* [EXERCISE BRIEF]:
Copy out every entry below, requests included, and shift each pixel coordinate in the answers by adding 130 to it. Leave the numbers in the requests and in their format samples unchanged.

* [INPUT]:
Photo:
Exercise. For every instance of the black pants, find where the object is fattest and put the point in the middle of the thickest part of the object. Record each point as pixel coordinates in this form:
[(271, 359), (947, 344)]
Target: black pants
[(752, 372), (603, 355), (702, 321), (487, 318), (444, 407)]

* [RESULT]:
Photo:
Exercise. For every instance of the black pants, find where the object is fattest and put the point in the middle of the thickest part of the object. Record each point as pixel coordinates in this form:
[(271, 359), (947, 344)]
Target: black pants
[(882, 502), (733, 485), (832, 451), (617, 448), (574, 537)]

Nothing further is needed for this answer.